> TO DO: Reproduce the text below about COVID's impact on business word for word, between "Disclaimer: Please note" and "Law & Order.", inclusive.

Written by Hardik Dave 

Fifth Year, BBA. LLB. Symbiosis Law School, Pune

Source: CTech

Disclaimer: Please note that the views expressed below represent the opinions of the article's author. The following does not necessarily represent the views of Law & Order.



The Novel Coronavirus (“COVID”) over the past few months has affected the lives of both persons and artificial judicial persons. It has sent a spine-chilling wave of economic setback across the globe, setting an unprecedented example for businesses all around the world. The virus continues to permeate our society and financial markets strive to maintain stability. It has disrupted supply chains, leading to the shutting down of numerous manufacturing facilities globally, hindrance of air and sea traffic causing the closure of significant air routes. All these factors have made it difficult for companies to maintain liquidity, keep up the operations and survive the pandemic. COVID has had a major impact on deal-making as the valuation of the companies has taken a blow and the stock markets have experienced the steepest fall seen in recent times in a relatively brief period of time. Ergo, every business transaction remains uncertain until the air clears.

> INFORMATION:
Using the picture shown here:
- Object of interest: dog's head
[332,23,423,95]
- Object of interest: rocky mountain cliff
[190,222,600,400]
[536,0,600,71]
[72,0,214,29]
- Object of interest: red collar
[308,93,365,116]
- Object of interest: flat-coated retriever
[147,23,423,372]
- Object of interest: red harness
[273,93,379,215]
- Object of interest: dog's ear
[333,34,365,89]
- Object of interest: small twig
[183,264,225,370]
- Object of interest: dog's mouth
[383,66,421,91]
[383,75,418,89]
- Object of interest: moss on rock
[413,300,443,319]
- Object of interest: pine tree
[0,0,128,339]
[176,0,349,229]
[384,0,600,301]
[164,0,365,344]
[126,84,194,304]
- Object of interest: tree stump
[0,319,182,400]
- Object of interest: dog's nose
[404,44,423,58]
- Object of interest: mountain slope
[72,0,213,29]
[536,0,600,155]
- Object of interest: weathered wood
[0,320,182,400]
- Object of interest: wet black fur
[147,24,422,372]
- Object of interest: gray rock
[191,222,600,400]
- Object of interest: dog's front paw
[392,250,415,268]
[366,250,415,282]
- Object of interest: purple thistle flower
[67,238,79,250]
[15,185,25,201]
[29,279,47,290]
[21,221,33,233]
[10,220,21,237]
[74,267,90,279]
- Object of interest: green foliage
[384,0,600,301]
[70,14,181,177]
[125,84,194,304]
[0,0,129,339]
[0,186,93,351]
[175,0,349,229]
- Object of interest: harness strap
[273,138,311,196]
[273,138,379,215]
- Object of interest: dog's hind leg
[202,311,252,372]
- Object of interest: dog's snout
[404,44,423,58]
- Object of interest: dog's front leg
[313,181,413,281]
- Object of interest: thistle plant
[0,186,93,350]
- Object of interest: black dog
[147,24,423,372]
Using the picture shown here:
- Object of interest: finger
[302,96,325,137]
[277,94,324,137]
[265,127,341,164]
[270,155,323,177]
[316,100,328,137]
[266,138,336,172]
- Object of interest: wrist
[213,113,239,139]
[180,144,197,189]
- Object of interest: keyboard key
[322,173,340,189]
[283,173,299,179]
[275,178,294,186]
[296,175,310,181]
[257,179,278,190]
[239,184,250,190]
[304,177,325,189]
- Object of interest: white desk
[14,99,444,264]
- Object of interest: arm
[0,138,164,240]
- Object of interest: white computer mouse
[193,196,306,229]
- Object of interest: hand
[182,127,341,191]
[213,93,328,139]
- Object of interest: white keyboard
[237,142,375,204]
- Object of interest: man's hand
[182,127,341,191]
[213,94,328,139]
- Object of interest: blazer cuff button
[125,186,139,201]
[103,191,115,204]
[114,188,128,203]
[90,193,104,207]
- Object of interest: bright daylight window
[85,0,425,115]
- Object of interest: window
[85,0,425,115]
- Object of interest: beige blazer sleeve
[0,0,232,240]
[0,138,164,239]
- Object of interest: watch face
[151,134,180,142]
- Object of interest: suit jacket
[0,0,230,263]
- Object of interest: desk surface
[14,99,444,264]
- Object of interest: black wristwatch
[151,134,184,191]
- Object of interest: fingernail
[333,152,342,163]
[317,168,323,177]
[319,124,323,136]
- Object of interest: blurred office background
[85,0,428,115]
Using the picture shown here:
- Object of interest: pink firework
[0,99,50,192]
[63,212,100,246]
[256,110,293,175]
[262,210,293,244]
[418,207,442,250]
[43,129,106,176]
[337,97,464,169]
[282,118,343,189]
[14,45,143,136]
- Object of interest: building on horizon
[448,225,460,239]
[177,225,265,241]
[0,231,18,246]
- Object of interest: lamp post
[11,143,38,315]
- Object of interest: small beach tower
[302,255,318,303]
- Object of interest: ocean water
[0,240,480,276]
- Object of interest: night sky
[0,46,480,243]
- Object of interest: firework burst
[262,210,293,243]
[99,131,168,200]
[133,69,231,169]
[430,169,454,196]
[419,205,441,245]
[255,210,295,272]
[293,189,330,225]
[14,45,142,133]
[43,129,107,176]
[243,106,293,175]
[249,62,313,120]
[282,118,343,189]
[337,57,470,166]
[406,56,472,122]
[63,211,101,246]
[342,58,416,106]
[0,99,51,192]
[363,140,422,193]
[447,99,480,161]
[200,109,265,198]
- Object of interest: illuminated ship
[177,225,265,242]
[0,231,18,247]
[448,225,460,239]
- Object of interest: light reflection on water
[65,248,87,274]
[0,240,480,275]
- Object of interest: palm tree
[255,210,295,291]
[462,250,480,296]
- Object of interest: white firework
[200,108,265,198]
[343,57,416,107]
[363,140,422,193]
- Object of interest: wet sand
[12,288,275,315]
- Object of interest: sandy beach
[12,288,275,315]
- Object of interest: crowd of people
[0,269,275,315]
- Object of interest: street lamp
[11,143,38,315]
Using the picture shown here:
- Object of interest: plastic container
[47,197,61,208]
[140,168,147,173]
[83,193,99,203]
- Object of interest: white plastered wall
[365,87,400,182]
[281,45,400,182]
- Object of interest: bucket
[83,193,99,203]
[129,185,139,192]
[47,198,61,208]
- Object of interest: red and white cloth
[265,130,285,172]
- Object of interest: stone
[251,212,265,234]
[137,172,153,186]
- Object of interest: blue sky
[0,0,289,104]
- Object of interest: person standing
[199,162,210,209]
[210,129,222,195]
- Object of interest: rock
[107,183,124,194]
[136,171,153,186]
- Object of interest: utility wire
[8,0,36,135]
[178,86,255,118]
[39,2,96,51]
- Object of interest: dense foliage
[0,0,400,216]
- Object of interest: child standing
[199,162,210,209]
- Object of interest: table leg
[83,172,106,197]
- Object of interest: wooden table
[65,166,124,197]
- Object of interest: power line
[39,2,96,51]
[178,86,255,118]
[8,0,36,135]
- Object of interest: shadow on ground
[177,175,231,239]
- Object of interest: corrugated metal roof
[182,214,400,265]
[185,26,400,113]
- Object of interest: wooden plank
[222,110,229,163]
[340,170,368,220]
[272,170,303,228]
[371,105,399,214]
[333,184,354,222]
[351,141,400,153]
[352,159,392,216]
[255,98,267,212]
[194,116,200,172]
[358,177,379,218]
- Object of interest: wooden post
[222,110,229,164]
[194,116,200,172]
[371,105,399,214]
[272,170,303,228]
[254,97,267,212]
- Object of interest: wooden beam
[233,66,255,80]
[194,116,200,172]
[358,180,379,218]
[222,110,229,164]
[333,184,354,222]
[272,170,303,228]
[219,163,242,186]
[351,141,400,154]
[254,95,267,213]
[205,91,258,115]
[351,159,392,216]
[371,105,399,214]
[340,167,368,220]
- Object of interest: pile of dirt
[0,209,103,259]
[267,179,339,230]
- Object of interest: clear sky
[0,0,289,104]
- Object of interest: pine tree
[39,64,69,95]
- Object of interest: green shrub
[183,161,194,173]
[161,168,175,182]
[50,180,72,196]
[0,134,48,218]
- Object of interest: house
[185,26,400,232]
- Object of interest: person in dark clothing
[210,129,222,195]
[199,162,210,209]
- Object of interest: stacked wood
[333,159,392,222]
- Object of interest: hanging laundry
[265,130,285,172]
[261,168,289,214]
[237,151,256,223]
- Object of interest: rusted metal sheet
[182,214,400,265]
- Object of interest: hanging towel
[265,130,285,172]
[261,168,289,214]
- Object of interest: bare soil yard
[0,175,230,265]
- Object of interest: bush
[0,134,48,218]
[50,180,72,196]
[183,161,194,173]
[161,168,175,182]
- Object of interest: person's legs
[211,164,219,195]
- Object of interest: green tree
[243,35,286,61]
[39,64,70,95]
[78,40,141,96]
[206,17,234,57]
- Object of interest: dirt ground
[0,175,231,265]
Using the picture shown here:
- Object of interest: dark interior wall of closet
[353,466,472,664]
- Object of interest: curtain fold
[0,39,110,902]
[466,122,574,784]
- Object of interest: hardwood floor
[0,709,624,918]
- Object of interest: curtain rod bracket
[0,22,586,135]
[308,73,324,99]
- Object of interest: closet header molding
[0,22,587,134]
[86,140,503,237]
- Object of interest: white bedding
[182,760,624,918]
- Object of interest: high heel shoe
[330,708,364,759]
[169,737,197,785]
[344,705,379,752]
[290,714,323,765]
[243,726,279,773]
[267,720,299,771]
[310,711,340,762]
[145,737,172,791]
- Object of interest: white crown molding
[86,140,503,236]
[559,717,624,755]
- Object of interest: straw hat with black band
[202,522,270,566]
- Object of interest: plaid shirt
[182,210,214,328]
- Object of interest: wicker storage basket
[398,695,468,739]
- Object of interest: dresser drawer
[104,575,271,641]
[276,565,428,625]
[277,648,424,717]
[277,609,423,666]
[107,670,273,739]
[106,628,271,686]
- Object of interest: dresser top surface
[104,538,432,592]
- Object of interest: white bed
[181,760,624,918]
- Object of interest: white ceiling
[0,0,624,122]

> EXERCISE SOLUTION:
Disclaimer: Please note that the views expressed below represent the opinions of the article's author. The following does not necessarily represent the views of Law & Order.